TASK GOAL:
Reproduce each entry below in full, exactly as it was given.

(Beginning of MATERIAL SHOWN)

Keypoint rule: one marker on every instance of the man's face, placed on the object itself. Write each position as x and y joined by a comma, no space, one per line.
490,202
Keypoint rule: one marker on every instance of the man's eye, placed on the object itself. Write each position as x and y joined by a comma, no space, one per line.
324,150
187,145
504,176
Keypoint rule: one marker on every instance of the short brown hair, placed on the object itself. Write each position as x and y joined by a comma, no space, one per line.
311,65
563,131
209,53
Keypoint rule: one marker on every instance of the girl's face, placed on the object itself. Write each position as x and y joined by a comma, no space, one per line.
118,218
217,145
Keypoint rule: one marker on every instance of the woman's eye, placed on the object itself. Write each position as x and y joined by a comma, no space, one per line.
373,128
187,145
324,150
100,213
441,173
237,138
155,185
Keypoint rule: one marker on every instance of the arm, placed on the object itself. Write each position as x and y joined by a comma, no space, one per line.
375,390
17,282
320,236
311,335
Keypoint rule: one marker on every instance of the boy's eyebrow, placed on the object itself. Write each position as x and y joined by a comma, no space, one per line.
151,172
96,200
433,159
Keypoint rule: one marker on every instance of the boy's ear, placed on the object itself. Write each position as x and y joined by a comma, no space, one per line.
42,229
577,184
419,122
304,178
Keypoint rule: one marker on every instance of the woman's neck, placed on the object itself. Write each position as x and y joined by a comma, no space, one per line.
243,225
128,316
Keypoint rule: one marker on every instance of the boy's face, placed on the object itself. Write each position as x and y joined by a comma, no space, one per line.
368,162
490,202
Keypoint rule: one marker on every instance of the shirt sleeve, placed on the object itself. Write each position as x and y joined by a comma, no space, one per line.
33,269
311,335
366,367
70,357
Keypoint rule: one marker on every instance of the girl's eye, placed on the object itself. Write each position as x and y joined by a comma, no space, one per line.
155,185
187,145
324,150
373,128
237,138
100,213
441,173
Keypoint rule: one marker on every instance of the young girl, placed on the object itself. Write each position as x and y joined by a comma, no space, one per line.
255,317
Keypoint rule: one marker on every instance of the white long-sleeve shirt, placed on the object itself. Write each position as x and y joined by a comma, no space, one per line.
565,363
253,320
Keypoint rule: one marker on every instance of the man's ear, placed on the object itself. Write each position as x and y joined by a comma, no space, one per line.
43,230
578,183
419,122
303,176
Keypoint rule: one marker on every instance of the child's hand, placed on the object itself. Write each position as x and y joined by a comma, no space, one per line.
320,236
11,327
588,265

(End of MATERIAL SHOWN)

SOLUTION TO THE PROBLEM:
Keypoint rule: one marker on every instance of the man's face, placed on the object itself. Write each position as x and y joined by a comma, no space, one per line.
490,202
Keypoint rule: one marker on every instance of the man's eye, placed on the object itself. Write each position as x and y joined by a comma, no space, one per line.
324,150
187,145
504,176
Keypoint rule: one marker on every instance of the short brown hair, placed on the object itself. Write each position as x and y joined by a comma, no space, one per line.
311,65
563,131
209,53
Keypoint rule: one marker on every instance of the girl's face, placed on the object itself. Write each position as x and y joined by a comma, no space, one per line.
118,218
217,145
Keypoint rule: one marker on every instance of the woman's eye, placed on the object itself. Write each position as x and y joined by a comma, no space, one per line.
373,128
187,145
324,150
100,213
441,173
237,138
155,185
Keypoint rule: one marker on every instance of the arm, placed on the object itself. Write each position as x and y joined by a comma, no space, one per line.
375,390
17,282
320,236
311,335
Keypoint rule: one marker on every instance of the boy's eyebrow, placed on the object itself. Write each position as x and y joined by a comma, no space, one per line.
151,172
96,200
433,159
Keypoint rule: one marker on every instance of the boy's ear, placed on the object itself. Write each position as x and y joined by a comma, no space, one per line.
42,229
577,184
419,122
304,178
Keypoint rule: one marker on every instance of the woman's neck, placed on the object itself. Write each position as x and y joined by a comma, no space, one per line.
243,225
128,316
Keypoint rule: one marker on every instance of the boy's face, placed on the object itself. Write each position as x and y joined by a comma, no space, one per line.
368,162
490,202
Keypoint rule: one marker on every instance of the shirt sleeve, placed on the object itself. Write each position as x and y joined by a comma, no space, one per line.
33,269
311,335
366,367
70,357
Keypoint rule: one marker on every instance of the girl's eye, placed on the object itself. Write each position as x and y joined by a comma, no space, one per line.
155,185
187,145
324,150
373,128
237,138
100,213
441,173
Keypoint rule: one marker on every instance of the young girl, placed on the object itself. Write each position as x and y joined by a comma, no space, one per line.
255,317
Keypoint rule: one marker on every instance of the white long-sleeve shirt, placed on the object itself. Write each position as x and y joined by a comma, no space, one per line.
565,363
253,320
Keypoint rule: one marker on every instance of the man's ear, placed on the object itself. Write each position as x and y joined by a comma, no space, one per line.
43,230
578,183
419,122
303,176
Keypoint rule: one marker on every instance of the child's hand, placed on the object itself. Write each position as x and y joined by a comma, no space, one per line.
320,236
11,327
588,265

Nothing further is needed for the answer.